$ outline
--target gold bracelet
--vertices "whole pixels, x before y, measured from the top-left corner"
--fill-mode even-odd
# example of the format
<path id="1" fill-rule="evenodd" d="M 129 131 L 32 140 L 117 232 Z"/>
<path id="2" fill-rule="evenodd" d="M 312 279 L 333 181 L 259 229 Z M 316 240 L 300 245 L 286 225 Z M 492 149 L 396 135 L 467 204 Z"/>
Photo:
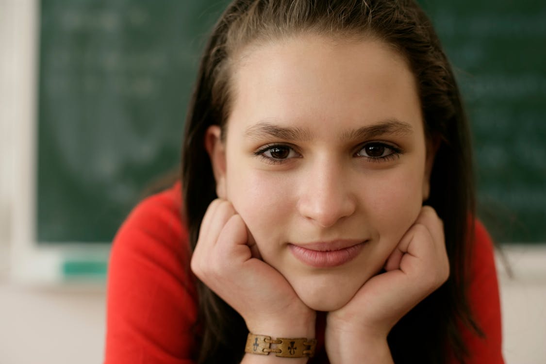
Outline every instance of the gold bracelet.
<path id="1" fill-rule="evenodd" d="M 271 348 L 271 344 L 276 346 Z M 269 355 L 270 353 L 275 353 L 276 356 L 281 357 L 311 357 L 314 355 L 316 346 L 317 341 L 314 339 L 279 337 L 272 340 L 271 336 L 248 333 L 245 353 L 260 355 Z"/>

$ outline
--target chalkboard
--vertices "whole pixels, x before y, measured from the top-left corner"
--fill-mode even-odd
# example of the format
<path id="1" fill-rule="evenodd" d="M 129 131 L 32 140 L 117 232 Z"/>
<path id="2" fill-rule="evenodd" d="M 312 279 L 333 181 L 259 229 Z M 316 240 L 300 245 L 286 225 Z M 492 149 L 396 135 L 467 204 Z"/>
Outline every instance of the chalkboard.
<path id="1" fill-rule="evenodd" d="M 200 52 L 227 0 L 42 0 L 37 237 L 111 241 L 176 167 Z M 546 5 L 423 0 L 474 136 L 497 240 L 546 241 Z"/>
<path id="2" fill-rule="evenodd" d="M 111 241 L 178 164 L 200 53 L 226 3 L 41 1 L 39 242 Z"/>
<path id="3" fill-rule="evenodd" d="M 497 241 L 546 242 L 546 2 L 421 3 L 472 123 L 480 217 Z"/>

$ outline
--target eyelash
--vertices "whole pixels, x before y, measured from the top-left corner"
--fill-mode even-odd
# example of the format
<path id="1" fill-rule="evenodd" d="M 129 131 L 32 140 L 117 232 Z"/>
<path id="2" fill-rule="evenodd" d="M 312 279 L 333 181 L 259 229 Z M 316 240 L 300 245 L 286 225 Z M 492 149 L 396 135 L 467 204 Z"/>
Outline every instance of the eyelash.
<path id="1" fill-rule="evenodd" d="M 391 153 L 387 156 L 383 156 L 381 157 L 367 157 L 366 156 L 358 156 L 358 153 L 363 149 L 364 149 L 366 146 L 380 146 L 383 147 L 386 149 L 389 149 L 391 151 Z M 284 144 L 269 144 L 265 146 L 262 149 L 255 152 L 254 155 L 256 157 L 258 157 L 263 159 L 264 162 L 269 163 L 270 164 L 281 164 L 282 163 L 285 163 L 288 160 L 288 158 L 273 158 L 270 157 L 266 157 L 264 155 L 264 153 L 268 151 L 271 151 L 274 148 L 279 148 L 281 149 L 287 148 L 289 150 L 289 153 L 290 151 L 293 151 L 295 153 L 297 152 L 294 150 L 294 148 Z M 400 155 L 402 154 L 402 151 L 399 148 L 395 147 L 390 144 L 388 144 L 383 142 L 374 141 L 374 142 L 367 142 L 364 144 L 361 145 L 359 146 L 357 151 L 354 153 L 354 156 L 358 158 L 365 158 L 366 161 L 370 162 L 373 163 L 378 163 L 382 162 L 389 162 L 391 160 L 394 160 L 400 157 Z"/>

________

**Work required**
Edit all of the material so that "measured from the top-left corner" reads "counted from the top-left corner" everywhere, with nothing else changed. Omit the pictures.

**Finished exercise**
$ outline
--target gold bracelet
--vertices "whole pixels, x before y, counted from the top-left corner"
--fill-mode even-odd
# example of the format
<path id="1" fill-rule="evenodd" d="M 129 131 L 32 140 L 117 232 Z"/>
<path id="2" fill-rule="evenodd" d="M 312 279 L 333 181 L 259 229 Z M 316 240 L 300 245 L 286 225 Z M 492 149 L 396 135 L 467 204 Z"/>
Photo:
Outline every instance of the gold bracelet.
<path id="1" fill-rule="evenodd" d="M 271 348 L 271 344 L 276 346 Z M 269 355 L 270 353 L 275 353 L 276 356 L 281 357 L 311 357 L 314 355 L 316 346 L 317 341 L 314 339 L 279 337 L 272 340 L 271 336 L 248 333 L 245 353 L 260 355 Z"/>

$ outline
--target chalkboard
--vertices "whole pixels, x before y, counted from the top-left corner"
--fill-mode even-odd
# example of the format
<path id="1" fill-rule="evenodd" d="M 129 131 L 32 140 L 117 232 Z"/>
<path id="2" fill-rule="evenodd" d="M 312 279 L 333 181 L 259 229 Z M 316 240 L 300 245 L 286 225 Z M 492 149 L 396 135 L 467 204 Z"/>
Outline every instance of the chalkboard.
<path id="1" fill-rule="evenodd" d="M 200 52 L 227 0 L 42 0 L 37 237 L 111 241 L 176 167 Z M 546 5 L 423 0 L 474 136 L 497 240 L 546 241 Z"/>
<path id="2" fill-rule="evenodd" d="M 111 241 L 178 164 L 200 53 L 226 3 L 41 1 L 39 242 Z"/>
<path id="3" fill-rule="evenodd" d="M 497 241 L 546 242 L 546 2 L 421 3 L 472 123 L 480 217 Z"/>

$ outline
--target eyelash
--vertices "whole pixels, x before y, counted from the top-left corner"
--fill-mode even-odd
# example of the format
<path id="1" fill-rule="evenodd" d="M 129 131 L 32 140 L 117 232 Z"/>
<path id="2" fill-rule="evenodd" d="M 312 279 L 333 181 L 259 229 Z M 316 240 L 300 245 L 286 225 Z M 492 149 L 396 135 L 467 204 Z"/>
Outline every instance of the eyelash.
<path id="1" fill-rule="evenodd" d="M 391 153 L 387 156 L 383 156 L 381 157 L 367 157 L 366 156 L 358 156 L 358 153 L 363 149 L 364 149 L 366 146 L 380 146 L 383 147 L 386 149 L 389 149 L 391 151 Z M 284 144 L 269 144 L 265 146 L 262 149 L 255 152 L 254 155 L 256 157 L 258 157 L 263 159 L 264 162 L 269 163 L 270 164 L 281 164 L 282 163 L 285 163 L 288 160 L 288 158 L 273 158 L 270 157 L 266 157 L 264 155 L 264 153 L 268 151 L 271 151 L 274 148 L 279 148 L 281 149 L 287 148 L 289 150 L 289 153 L 290 151 L 293 151 L 295 153 L 297 152 L 294 150 L 294 148 Z M 400 155 L 402 154 L 402 151 L 399 148 L 395 147 L 390 144 L 388 144 L 383 142 L 374 141 L 374 142 L 367 142 L 364 144 L 361 145 L 359 146 L 357 151 L 354 153 L 354 156 L 358 158 L 365 158 L 366 161 L 370 162 L 373 163 L 378 163 L 382 162 L 389 162 L 391 160 L 394 160 L 400 157 Z"/>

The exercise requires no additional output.